[Stored entries]
%%

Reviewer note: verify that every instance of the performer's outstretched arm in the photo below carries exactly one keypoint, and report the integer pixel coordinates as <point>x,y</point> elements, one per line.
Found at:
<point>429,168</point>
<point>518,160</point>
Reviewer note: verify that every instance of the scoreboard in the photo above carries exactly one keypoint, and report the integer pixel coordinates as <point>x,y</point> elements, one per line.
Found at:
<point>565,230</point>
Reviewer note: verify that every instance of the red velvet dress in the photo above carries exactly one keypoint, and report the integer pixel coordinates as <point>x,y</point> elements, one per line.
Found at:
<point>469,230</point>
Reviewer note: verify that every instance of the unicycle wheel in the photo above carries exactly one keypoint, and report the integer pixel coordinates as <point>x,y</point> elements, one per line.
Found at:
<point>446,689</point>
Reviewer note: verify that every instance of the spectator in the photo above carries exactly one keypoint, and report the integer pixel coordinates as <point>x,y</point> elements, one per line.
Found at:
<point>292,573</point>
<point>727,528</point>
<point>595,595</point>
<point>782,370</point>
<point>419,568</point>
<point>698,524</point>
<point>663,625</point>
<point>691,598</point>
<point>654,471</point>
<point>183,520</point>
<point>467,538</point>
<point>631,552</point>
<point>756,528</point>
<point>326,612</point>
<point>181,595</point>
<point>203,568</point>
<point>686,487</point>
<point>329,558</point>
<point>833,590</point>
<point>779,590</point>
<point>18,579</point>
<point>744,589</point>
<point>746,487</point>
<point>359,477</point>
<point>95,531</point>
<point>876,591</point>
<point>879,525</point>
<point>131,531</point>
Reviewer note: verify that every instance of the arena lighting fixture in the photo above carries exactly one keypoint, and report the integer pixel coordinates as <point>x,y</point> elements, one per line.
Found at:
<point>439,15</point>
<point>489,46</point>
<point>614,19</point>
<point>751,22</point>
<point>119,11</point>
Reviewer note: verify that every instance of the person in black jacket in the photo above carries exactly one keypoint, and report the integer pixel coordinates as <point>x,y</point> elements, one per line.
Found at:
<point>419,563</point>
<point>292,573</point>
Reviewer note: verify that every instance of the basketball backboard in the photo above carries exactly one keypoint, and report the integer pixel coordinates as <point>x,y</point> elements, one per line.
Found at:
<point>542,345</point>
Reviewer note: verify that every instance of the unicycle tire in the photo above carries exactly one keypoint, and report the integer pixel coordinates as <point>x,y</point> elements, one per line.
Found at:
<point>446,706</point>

%%

Pick out the lines above that hold the string "unicycle" and show them.

Reviewer note: verify that every instance of the unicycle wheel in the photo above carries exactly one keypoint, and report the integer pixel coordinates as <point>x,y</point> elements, one per line.
Reviewer note: verify that every instance of the unicycle tire in the photo above carries exactly one keypoint, and report the integer pixel coordinates as <point>x,y</point> elements, one per line.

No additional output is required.